Detection examples:
◇ ◇ ◇

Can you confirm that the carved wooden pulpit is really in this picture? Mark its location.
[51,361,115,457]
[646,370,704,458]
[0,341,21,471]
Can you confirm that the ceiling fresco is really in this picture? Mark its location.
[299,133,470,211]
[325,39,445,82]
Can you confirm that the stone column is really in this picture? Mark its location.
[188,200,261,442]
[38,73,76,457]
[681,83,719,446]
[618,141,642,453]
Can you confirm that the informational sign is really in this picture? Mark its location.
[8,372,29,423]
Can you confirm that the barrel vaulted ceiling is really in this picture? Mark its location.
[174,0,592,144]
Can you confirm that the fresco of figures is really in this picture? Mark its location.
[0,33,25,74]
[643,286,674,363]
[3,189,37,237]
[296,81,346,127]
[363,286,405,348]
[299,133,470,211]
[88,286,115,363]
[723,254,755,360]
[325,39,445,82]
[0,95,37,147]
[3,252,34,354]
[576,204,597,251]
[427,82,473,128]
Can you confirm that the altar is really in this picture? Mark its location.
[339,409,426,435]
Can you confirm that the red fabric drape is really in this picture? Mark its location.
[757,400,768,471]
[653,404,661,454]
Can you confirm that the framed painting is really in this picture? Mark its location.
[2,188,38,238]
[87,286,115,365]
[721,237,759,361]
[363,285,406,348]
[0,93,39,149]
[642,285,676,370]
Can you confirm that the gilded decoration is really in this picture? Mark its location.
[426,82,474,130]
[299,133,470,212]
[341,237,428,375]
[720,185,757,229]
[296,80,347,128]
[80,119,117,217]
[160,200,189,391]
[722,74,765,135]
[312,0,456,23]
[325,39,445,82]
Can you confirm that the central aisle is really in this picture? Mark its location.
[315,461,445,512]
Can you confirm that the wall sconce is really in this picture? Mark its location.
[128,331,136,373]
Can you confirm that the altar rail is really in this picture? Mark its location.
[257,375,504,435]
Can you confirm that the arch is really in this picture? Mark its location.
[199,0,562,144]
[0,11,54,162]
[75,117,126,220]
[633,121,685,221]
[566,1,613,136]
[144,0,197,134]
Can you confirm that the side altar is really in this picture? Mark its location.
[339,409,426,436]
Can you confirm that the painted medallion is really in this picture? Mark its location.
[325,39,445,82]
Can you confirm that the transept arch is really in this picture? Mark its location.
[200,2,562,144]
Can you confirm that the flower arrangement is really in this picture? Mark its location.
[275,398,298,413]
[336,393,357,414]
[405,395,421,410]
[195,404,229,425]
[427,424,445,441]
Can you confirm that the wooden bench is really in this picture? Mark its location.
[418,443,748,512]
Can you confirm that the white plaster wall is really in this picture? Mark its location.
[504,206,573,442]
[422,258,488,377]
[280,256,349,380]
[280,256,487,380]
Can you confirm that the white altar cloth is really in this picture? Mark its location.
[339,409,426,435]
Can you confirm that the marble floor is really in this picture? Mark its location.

◇ ◇ ◇

## Aim of the exercise
Can you rewrite the records above with every "Mark its location" replaced by "Outline where it appears" and everything else left unchanged?

## Expected output
Can you confirm that the carved wooden pulpit is really in this picture? Outline where it appears.
[51,361,115,457]
[646,370,704,458]
[0,341,21,471]
Can you confirm that the ceiling fresco is really in this picture? Outline where it appears.
[299,133,470,211]
[325,39,445,82]
Can you confirm that the stone column is really in this picture? Outline where it appears.
[188,200,261,442]
[38,73,76,457]
[681,83,719,446]
[618,141,642,453]
Can you confirm that the informational sign is really in this picture? Outline where it appears.
[8,372,29,423]
Can you confirm that the barrel vaulted ceiling is really in this picture? Outline where it appears.
[174,0,592,144]
Can you confirm that the fresco of figures is really in this picture? Outline where it appears.
[0,33,25,74]
[643,286,674,363]
[3,189,37,237]
[296,81,346,127]
[363,286,405,348]
[299,133,470,211]
[88,286,115,363]
[723,254,755,360]
[325,39,445,82]
[0,95,37,147]
[3,252,34,354]
[576,204,597,251]
[427,82,473,128]
Can you confirm that the altar is really in this picture? Outline where it appears.
[339,409,426,435]
Can you confirm that the red fabric drape is really in this picture? Outline where it appears.
[757,400,768,471]
[653,404,661,454]
Can you confirm that the framed painting is really in this picture? Outline where it appears.
[2,188,38,238]
[87,286,115,365]
[721,237,759,361]
[363,285,406,348]
[0,93,39,149]
[642,285,676,370]
Can you confirm that the gilded decoration is really in this picture? Outline where it appears.
[426,82,474,130]
[299,133,470,212]
[341,237,428,375]
[720,185,757,229]
[296,80,347,128]
[80,119,117,217]
[160,200,189,391]
[722,74,765,135]
[312,0,456,23]
[325,39,445,82]
Can you confirm that the central aisle is really in this picture? Outline where it appears.
[315,461,445,512]
Can you confirm that the wall sconce is really in this picture? Outline where it appears.
[128,331,136,373]
Can you confirm that the altar rail is really in this picture? Outline where it appears.
[257,375,504,435]
Can you confirm that the arch is really in this picture? Outline where it appears.
[199,0,562,144]
[0,11,54,162]
[75,117,126,220]
[633,121,685,221]
[566,1,613,136]
[144,0,197,134]
Can you confirm that the side altar is really in this picture? Outline where it appears.
[339,409,426,436]
Can you confirm that the painted medallion is really in this picture? Outline where it appears.
[325,39,445,82]
Can you confirm that the transept arch is really in this picture? Outline where it appears.
[200,2,562,144]
Can you confirm that the flower arrangement is really in this picture? Outline where it appears.
[275,398,298,413]
[336,393,357,414]
[405,395,421,410]
[195,404,229,425]
[427,424,445,441]
Can you confirm that the wooden bench is really in this picture? Outline where it appears.
[418,443,748,512]
Can you confirm that the white plaster wall is really in this picture? Outline where it appears.
[504,206,573,442]
[422,258,488,377]
[280,256,349,380]
[280,256,487,380]
Can you confirm that the white altar cloth is really in this picture? Outline where it appears.
[339,409,426,435]
Can you confirm that the marble floor is really in this picture? Outline where it appears.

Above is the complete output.